◆ KUTIPAN YANG DIBERIKAN
———

Menurut Fanindi (2011), Brachiaria sp. merupakan rumput yang berumur panjang , tumbuh membentuk hamparan lebat , tinggi hamparan dapat mencapai 30-45 cm . Brachiaria sp. dapat ditemukan di sebagian besar Indonesia karena sesuai dengan iklim di Indonesia yang tropis dan toleran terhadap berbagai jenis tanah, termasuk tanah asam. Dari literatur tersebut jika dibandingkan dengan data yang didapatkan menunjukkan Brachiaria sp. merupakan tanaman yang toleran terhadap berbagai jenis tanah termasuk tanah asam menjadi alasan spesies ini mendominasi hampir 50% di hamparan lokasi pengamatan. Semut, belalang dan rayap banyak terdapat di tempat pengamatan dan mendominasi tempat tersebut karena hewan-hewan tersebut memakan Brachiaria sp. dan semut menjadikan tanah kering yang berada disekitar pengamatan tersebut untuk tempat tinggalnya . Haris (2010) menyatakan bahwa sarang semut paling banyak di temukan di padang rumput dan jarang ditemukan di hutan tropis dataran rendah namun lebih banyak ditemukan di hutan dan daerah dengan ketinggian + 600 mdpl.

———

◆ CUPLIKAN DATA
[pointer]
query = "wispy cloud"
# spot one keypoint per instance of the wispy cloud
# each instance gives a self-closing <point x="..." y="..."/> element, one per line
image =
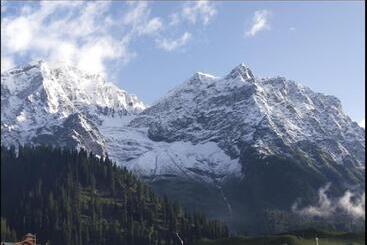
<point x="90" y="34"/>
<point x="84" y="34"/>
<point x="350" y="203"/>
<point x="173" y="44"/>
<point x="201" y="11"/>
<point x="362" y="123"/>
<point x="260" y="22"/>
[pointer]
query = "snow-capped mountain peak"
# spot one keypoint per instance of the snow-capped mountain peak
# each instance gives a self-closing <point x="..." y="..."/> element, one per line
<point x="241" y="71"/>
<point x="39" y="100"/>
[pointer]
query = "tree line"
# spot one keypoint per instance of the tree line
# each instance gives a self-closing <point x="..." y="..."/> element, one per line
<point x="72" y="197"/>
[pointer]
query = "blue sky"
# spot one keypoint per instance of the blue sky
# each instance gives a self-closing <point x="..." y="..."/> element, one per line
<point x="149" y="48"/>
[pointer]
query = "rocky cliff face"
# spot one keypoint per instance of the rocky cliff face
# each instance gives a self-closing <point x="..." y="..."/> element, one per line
<point x="59" y="106"/>
<point x="232" y="147"/>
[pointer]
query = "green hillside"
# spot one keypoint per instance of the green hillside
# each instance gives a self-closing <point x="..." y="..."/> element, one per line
<point x="306" y="237"/>
<point x="70" y="197"/>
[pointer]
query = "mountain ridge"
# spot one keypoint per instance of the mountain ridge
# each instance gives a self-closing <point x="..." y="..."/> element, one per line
<point x="208" y="143"/>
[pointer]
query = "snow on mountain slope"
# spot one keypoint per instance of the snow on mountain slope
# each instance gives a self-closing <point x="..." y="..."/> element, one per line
<point x="200" y="128"/>
<point x="240" y="110"/>
<point x="59" y="105"/>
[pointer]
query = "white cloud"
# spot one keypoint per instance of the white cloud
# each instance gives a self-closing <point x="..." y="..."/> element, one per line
<point x="79" y="33"/>
<point x="172" y="44"/>
<point x="259" y="22"/>
<point x="350" y="203"/>
<point x="194" y="12"/>
<point x="6" y="63"/>
<point x="362" y="123"/>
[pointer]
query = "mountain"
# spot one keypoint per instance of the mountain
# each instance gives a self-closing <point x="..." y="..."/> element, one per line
<point x="240" y="148"/>
<point x="60" y="106"/>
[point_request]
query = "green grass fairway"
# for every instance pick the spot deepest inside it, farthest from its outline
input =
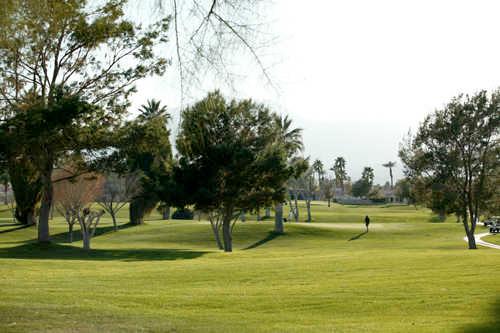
(407, 274)
(494, 239)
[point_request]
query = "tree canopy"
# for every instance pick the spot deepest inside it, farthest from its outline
(457, 152)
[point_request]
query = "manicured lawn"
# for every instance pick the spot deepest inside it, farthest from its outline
(407, 274)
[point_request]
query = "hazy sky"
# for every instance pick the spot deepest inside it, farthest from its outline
(356, 75)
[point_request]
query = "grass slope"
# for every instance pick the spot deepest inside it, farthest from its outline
(406, 275)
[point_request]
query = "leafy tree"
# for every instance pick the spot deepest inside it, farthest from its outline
(390, 165)
(319, 169)
(328, 189)
(459, 147)
(300, 166)
(403, 190)
(117, 190)
(363, 186)
(230, 160)
(340, 172)
(153, 109)
(146, 152)
(92, 52)
(4, 181)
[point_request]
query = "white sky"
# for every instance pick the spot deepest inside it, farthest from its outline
(357, 74)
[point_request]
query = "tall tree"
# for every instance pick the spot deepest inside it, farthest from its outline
(91, 51)
(146, 152)
(5, 181)
(459, 146)
(230, 160)
(390, 165)
(73, 194)
(340, 172)
(117, 191)
(290, 139)
(363, 186)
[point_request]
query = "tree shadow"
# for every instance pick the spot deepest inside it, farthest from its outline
(491, 327)
(358, 236)
(62, 237)
(19, 227)
(54, 251)
(270, 236)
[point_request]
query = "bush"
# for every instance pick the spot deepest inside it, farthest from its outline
(183, 214)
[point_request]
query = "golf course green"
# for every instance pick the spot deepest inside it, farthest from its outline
(409, 273)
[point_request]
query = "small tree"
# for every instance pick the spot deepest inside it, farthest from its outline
(230, 160)
(71, 195)
(363, 186)
(328, 189)
(116, 192)
(459, 147)
(340, 172)
(88, 221)
(390, 165)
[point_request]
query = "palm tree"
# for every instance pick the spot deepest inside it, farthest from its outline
(318, 169)
(390, 165)
(291, 141)
(4, 180)
(340, 173)
(153, 109)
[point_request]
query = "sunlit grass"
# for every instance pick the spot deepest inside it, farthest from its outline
(407, 274)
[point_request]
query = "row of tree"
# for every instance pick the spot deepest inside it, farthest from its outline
(452, 163)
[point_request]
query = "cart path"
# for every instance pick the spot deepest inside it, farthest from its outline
(479, 241)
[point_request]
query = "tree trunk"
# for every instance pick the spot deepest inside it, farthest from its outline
(140, 207)
(278, 219)
(308, 204)
(86, 240)
(471, 241)
(215, 229)
(469, 233)
(136, 212)
(26, 187)
(5, 190)
(296, 209)
(47, 193)
(70, 233)
(226, 234)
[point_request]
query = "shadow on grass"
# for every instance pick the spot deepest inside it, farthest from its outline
(62, 237)
(358, 236)
(491, 327)
(19, 227)
(65, 252)
(272, 235)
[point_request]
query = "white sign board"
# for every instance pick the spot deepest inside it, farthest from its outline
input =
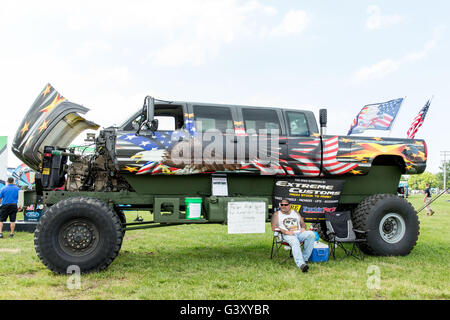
(219, 186)
(3, 158)
(246, 217)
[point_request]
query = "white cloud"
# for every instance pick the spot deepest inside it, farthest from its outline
(387, 66)
(378, 21)
(294, 22)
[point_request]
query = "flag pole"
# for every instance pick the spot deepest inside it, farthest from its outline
(392, 124)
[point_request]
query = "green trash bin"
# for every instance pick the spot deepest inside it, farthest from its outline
(193, 208)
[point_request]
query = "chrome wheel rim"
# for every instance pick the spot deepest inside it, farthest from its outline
(392, 228)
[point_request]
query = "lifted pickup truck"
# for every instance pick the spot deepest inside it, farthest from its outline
(168, 151)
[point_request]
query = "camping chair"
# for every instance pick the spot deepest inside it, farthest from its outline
(340, 231)
(277, 244)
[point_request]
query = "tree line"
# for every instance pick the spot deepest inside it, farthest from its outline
(435, 180)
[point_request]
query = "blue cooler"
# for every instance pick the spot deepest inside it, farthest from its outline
(32, 216)
(320, 253)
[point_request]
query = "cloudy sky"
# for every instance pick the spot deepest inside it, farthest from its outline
(339, 55)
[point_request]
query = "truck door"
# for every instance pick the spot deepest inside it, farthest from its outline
(215, 123)
(304, 146)
(143, 152)
(265, 140)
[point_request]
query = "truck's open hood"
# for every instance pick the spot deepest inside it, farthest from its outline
(51, 121)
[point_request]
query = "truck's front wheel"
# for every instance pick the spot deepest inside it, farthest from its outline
(80, 232)
(391, 223)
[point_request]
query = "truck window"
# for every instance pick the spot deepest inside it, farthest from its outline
(211, 117)
(298, 126)
(257, 119)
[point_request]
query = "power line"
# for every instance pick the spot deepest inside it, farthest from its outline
(445, 154)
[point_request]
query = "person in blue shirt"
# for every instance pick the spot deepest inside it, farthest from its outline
(9, 196)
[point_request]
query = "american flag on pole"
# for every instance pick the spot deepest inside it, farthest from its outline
(309, 156)
(418, 120)
(378, 116)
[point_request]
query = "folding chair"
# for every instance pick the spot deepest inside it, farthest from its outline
(340, 231)
(277, 244)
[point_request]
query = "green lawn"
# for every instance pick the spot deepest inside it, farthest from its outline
(204, 262)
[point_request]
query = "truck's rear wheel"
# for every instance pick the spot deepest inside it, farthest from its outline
(391, 223)
(80, 232)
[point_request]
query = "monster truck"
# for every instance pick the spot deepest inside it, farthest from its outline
(168, 151)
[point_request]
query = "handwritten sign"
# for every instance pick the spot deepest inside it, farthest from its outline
(246, 217)
(310, 197)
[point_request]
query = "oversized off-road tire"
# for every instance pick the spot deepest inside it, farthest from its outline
(80, 232)
(391, 223)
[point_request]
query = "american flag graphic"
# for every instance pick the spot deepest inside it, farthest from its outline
(308, 154)
(418, 120)
(377, 116)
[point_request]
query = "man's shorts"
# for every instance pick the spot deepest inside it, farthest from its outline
(8, 210)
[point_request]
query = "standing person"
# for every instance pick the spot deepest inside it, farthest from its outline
(427, 200)
(9, 196)
(293, 230)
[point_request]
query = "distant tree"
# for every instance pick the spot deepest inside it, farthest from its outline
(418, 181)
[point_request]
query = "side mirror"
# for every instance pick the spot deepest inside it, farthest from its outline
(153, 125)
(150, 109)
(322, 120)
(147, 115)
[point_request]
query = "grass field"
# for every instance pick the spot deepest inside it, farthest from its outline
(204, 262)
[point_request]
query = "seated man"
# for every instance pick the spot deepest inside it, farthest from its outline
(293, 229)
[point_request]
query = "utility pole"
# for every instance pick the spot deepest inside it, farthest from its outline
(445, 154)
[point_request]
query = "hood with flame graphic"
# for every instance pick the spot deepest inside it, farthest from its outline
(51, 121)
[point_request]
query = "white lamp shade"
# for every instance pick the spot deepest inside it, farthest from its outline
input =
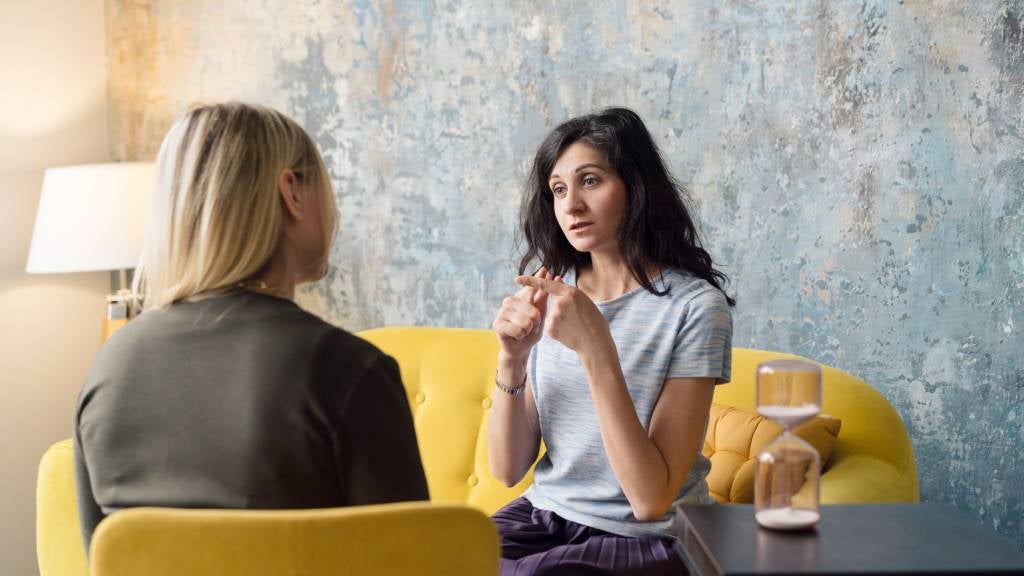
(91, 217)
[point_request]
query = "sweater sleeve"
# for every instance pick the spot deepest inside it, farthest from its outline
(378, 457)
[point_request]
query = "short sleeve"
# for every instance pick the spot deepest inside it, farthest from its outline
(704, 339)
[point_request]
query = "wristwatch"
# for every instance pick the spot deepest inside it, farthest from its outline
(510, 391)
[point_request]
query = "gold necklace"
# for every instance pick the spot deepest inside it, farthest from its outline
(263, 288)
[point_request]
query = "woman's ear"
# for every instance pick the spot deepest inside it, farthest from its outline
(291, 195)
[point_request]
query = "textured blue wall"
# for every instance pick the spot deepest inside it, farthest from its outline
(857, 168)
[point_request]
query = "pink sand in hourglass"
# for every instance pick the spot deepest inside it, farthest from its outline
(787, 518)
(788, 415)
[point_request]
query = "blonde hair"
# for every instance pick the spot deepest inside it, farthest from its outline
(216, 215)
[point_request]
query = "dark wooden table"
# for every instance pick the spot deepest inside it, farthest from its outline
(849, 539)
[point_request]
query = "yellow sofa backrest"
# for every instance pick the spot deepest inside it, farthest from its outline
(450, 373)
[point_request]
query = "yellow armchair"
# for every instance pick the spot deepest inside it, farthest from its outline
(449, 375)
(383, 540)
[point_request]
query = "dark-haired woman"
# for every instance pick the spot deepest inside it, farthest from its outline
(609, 354)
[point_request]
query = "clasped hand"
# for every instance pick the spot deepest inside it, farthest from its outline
(547, 304)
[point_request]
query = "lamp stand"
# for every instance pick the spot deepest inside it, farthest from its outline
(120, 306)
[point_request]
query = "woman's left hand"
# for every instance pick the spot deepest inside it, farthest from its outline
(572, 318)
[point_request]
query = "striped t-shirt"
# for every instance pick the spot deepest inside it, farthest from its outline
(685, 333)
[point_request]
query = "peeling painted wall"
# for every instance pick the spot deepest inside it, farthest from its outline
(857, 168)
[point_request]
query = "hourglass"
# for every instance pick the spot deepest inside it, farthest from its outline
(785, 481)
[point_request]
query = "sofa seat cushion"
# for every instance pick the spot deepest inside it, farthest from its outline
(734, 437)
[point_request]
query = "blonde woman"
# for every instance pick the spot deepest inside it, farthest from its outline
(223, 393)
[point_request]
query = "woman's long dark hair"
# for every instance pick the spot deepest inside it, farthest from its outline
(656, 228)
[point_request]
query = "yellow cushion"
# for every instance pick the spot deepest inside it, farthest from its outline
(449, 376)
(733, 440)
(383, 540)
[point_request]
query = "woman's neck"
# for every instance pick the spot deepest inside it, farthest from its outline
(607, 277)
(278, 278)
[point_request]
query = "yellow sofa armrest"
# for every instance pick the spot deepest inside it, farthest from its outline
(861, 480)
(58, 538)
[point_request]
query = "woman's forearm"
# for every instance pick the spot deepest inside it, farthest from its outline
(639, 464)
(512, 436)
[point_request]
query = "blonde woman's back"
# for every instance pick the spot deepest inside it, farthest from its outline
(242, 401)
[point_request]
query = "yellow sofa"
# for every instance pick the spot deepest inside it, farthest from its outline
(449, 376)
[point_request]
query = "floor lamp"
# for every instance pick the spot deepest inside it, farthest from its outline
(91, 217)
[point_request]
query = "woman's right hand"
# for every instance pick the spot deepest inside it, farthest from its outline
(520, 321)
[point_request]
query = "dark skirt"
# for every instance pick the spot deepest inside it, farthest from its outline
(539, 542)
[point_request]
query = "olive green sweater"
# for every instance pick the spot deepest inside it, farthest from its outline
(243, 401)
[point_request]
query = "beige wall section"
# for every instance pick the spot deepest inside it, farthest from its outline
(52, 112)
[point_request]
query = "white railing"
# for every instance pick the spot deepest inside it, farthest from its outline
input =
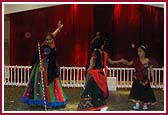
(75, 76)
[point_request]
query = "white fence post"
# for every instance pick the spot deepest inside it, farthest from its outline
(74, 76)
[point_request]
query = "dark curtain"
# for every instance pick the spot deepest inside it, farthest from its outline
(125, 26)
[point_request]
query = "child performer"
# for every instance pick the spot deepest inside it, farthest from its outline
(141, 92)
(95, 92)
(46, 91)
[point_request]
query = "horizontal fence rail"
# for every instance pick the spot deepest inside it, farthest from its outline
(75, 76)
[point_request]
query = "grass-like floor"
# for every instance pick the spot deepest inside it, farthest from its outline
(117, 101)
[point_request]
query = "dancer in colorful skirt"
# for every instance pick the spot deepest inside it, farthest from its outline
(44, 86)
(141, 92)
(95, 91)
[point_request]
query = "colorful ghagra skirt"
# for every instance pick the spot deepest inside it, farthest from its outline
(38, 91)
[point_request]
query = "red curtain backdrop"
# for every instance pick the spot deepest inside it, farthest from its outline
(127, 25)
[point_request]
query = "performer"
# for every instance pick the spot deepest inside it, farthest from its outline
(141, 92)
(95, 91)
(46, 89)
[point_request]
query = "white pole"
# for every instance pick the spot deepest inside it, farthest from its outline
(41, 71)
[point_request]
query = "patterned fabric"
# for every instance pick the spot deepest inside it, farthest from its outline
(95, 92)
(141, 89)
(45, 85)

———

Lanjutkan kutipan tentang Brachiaria sp. dan sarang semut di lokasi pengamatan, mulai setelah kalimat terakhirnya. Materi tersebut tidak diperlukan untuk mengerjakan latihan ini.

◆ JAWABAN LATIHAN
Komponen biotik dan abiotik menjadi ciri khas suatu komunitas, umumnya spesies yang paling mendominasi, baik spesis tumbuhan dan hewan didukung dengan kondisi lingkungan yang menjadi faktor abiotiknya menjadi kunci dalam penentian tipe komunitas, melalui pengamatan yang dilakukan dan membandingkan dengan literatur yang ada, tipe komunitas yang kami amati adalah komunitas lapangan, di mana ciri khasnya adalah spesies Branchiaria sp. yang mendominasi dan tingkat penutupan lahan (vegetasinya) tinggi, atau dengan kata lain Branchiaria sp. menjadi landasan stratifikasi coverage (penutupan) pada komunitas lapangan merah UNPAD karena memiliki skala jumlah >10 (banyak, tidak terhitung) karena penutupan dari Brachiaria sp.meliputi 50% dari luas area amatan. Begitu pula semut yang terhitung banyak dan faktor fisik lingkungan yang mendukung, dapat menjadikan semut sebagai spesies ciri komunitas lapangan, dikarenakan habitat umumnya di ketinggian dataran rendah 600 mdpl.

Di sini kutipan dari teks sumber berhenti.